TO DO:
From the listing below, pull out every line that contains the word "cotton", and copy each of those lines in full.

MATERIAL:
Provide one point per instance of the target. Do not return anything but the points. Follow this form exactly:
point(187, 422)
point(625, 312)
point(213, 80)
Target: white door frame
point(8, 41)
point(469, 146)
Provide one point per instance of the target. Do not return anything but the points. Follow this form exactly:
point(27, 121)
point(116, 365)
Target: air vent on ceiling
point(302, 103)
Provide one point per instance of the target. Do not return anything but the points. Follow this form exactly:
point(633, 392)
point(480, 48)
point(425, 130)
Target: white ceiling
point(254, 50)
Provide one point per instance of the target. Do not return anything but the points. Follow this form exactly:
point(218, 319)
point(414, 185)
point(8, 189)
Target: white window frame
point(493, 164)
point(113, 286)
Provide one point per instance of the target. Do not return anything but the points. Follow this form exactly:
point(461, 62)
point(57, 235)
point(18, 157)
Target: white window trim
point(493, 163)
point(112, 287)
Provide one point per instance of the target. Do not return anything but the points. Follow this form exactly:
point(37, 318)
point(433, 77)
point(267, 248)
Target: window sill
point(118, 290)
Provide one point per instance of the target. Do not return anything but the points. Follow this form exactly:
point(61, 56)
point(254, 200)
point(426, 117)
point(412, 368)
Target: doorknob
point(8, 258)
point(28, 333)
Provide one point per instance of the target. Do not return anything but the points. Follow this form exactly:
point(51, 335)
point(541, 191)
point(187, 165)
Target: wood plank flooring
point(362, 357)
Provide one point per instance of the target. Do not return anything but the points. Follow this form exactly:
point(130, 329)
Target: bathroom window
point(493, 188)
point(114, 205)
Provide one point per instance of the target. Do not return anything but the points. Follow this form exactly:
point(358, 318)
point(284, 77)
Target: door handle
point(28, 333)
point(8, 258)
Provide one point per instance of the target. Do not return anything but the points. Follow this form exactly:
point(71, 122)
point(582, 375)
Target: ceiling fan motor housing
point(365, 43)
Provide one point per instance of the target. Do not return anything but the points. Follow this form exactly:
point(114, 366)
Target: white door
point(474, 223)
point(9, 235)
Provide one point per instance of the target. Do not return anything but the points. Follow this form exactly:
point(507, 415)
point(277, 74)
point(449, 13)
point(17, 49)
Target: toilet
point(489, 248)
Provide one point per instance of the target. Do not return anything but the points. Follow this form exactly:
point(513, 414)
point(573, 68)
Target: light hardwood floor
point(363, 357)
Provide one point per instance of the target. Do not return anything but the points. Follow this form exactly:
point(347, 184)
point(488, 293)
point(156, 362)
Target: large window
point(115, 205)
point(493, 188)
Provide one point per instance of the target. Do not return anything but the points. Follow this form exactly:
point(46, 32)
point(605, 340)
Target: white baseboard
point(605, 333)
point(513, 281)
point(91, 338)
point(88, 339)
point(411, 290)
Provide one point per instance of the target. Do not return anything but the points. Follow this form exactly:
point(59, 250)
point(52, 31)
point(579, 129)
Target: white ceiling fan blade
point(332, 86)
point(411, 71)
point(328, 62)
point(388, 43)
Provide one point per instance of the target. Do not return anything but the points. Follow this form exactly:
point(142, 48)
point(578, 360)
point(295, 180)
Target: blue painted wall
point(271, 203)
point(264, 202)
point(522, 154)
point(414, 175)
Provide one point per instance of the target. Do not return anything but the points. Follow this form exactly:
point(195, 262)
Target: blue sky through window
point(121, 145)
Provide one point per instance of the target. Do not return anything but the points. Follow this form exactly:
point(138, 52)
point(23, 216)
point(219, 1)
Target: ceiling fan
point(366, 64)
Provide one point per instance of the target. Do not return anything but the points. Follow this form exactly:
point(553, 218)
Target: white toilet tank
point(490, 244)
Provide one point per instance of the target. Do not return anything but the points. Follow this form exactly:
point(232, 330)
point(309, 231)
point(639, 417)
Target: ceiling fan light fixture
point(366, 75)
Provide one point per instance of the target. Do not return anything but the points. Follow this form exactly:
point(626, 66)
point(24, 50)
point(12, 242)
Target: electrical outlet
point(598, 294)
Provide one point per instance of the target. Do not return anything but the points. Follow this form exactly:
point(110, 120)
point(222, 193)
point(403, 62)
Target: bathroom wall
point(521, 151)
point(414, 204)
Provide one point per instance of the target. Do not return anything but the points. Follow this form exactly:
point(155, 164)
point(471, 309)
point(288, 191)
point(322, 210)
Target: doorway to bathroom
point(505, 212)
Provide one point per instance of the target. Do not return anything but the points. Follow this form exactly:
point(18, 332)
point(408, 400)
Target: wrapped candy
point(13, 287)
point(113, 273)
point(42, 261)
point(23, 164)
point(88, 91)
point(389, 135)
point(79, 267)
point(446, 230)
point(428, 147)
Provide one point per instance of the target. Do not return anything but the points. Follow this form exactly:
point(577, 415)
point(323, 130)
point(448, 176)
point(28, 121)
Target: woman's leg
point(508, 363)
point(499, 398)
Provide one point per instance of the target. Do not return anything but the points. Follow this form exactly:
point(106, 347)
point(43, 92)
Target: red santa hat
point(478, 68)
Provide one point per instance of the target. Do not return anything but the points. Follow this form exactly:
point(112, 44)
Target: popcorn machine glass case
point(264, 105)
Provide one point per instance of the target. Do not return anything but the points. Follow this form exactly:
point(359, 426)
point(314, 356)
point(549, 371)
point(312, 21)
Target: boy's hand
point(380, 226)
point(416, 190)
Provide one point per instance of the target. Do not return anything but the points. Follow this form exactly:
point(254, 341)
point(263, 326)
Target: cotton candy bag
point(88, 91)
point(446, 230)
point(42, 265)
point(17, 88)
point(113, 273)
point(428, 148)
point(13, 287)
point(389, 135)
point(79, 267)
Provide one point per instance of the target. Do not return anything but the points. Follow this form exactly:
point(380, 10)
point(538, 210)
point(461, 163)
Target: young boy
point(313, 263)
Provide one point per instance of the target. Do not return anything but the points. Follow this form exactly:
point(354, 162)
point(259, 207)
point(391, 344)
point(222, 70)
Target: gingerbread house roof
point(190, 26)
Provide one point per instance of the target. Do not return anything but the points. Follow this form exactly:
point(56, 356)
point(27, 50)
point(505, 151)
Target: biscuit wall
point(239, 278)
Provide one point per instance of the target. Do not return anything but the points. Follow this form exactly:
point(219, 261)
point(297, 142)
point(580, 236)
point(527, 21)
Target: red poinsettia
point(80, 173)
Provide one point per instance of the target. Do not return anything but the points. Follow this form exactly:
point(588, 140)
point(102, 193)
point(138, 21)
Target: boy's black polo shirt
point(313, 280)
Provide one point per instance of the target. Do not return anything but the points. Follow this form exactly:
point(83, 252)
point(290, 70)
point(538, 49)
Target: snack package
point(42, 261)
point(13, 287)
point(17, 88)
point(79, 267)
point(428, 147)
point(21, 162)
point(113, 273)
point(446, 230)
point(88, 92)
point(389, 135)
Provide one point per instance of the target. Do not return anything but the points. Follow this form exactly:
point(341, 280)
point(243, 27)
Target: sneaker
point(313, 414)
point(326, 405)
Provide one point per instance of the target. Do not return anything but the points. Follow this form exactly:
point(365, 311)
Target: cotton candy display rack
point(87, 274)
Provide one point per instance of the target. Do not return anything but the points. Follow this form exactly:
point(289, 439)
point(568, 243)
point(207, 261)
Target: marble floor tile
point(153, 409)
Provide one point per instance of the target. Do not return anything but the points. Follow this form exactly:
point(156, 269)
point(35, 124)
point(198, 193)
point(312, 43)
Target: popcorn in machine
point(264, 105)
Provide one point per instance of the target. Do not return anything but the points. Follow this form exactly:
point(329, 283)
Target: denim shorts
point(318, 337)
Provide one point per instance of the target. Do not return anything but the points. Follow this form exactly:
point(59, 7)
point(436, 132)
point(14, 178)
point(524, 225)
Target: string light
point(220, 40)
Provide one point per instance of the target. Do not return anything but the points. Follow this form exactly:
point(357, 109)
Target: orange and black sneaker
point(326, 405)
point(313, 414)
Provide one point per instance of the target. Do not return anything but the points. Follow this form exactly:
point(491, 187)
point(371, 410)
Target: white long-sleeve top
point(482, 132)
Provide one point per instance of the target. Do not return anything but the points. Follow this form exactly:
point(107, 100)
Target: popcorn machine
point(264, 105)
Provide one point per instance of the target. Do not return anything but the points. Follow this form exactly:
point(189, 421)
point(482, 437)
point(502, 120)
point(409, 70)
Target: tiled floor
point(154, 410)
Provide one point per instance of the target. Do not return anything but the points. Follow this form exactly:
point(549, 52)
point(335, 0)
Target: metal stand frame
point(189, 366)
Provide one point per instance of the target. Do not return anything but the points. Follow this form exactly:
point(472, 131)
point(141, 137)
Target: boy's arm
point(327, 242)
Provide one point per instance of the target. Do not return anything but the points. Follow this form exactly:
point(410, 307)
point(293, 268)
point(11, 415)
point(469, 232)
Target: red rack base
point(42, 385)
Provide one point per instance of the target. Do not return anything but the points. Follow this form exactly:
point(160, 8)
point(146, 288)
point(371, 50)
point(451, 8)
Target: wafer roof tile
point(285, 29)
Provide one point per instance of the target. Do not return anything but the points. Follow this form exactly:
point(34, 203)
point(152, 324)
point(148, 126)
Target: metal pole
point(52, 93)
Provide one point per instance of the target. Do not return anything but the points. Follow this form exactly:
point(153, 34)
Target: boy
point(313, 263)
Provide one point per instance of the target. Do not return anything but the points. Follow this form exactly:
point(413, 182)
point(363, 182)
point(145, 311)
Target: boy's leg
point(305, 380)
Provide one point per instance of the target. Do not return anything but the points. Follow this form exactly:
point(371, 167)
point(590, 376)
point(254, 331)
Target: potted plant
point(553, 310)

COMPLETED TASK:
Target: cotton candy bag
Target: cotton candy display rack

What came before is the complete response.